What you have to do:
Answer these from the forum thread:
1. According to the reply, how many concurrent clients per game node do huge massively multiplayer games handle?
2. Into how many parts did the writer divide the problem?
3. What semantics does RPC require, as stated in the thread?

Source:
Yes...see my mea culpa above....it is hard to stop thinking in terms of 
threads and processes!

>> Granted I have M sockets open at a time, it is possible for this to 
>> take quite a while to execute. Performance would be terrible (and yes 
>> I want an approach that has good to very good performance. After all 
>> who would want poor to terrible performance?)
> "performance 'would be' terrible" sounds like premature optimization to 
> me.  At least, I have lots of experience with systems where this 
> performance was more than good enough.  Huge massively multiplayer games 
> use such systems and manage to deal with tens of thousands of concurrent 
> clients per game node with (relative) ease, over the public internet, 
> with good performance, and without breaking the bank on bandwidth.

Do the games use TCP or UDP? I would have thought they save state about 
each of the players in the server and use UDP for message passing. I 
thought that was part of the reason most game developers where 
interested in STUN?

>> So I divided the problem down to two parts. One, can I reduce the 
>> amount of traffic on the invoking side of the RPC request? Second, is 
>> how to deal with the response. Obviously I have to deal with the issue 
>> of failure, since RPC semantics require EXACTLY-ONCE.

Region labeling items
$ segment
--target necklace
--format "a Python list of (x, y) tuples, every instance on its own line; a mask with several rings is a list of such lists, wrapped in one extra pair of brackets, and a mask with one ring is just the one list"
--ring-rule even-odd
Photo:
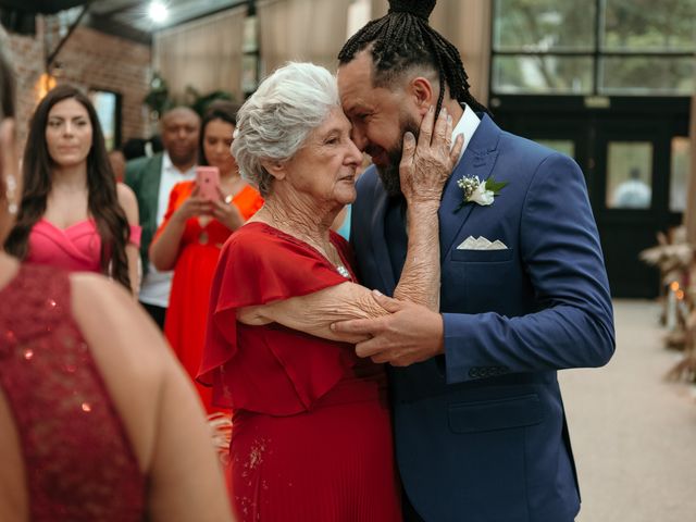
[[(324, 258), (326, 258), (326, 260), (334, 265), (334, 268), (336, 269), (336, 272), (338, 272), (343, 277), (346, 277), (347, 279), (351, 279), (352, 277), (350, 276), (350, 272), (348, 271), (348, 269), (343, 264), (343, 261), (340, 259), (340, 254), (338, 253), (338, 250), (336, 250), (336, 247), (334, 246), (333, 243), (328, 243), (328, 245), (331, 246), (332, 251), (336, 254), (333, 259), (331, 256), (328, 256), (328, 252), (326, 251), (326, 249), (322, 248), (320, 245), (318, 245), (316, 243), (314, 243), (311, 239), (303, 239), (304, 243), (307, 243), (310, 247), (312, 247), (314, 250), (316, 250), (319, 253), (321, 253)], [(338, 260), (338, 262), (335, 262), (335, 260)]]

Correct response:
1. Tens of thousands.
2. Two.
3. EXACTLY-ONCE.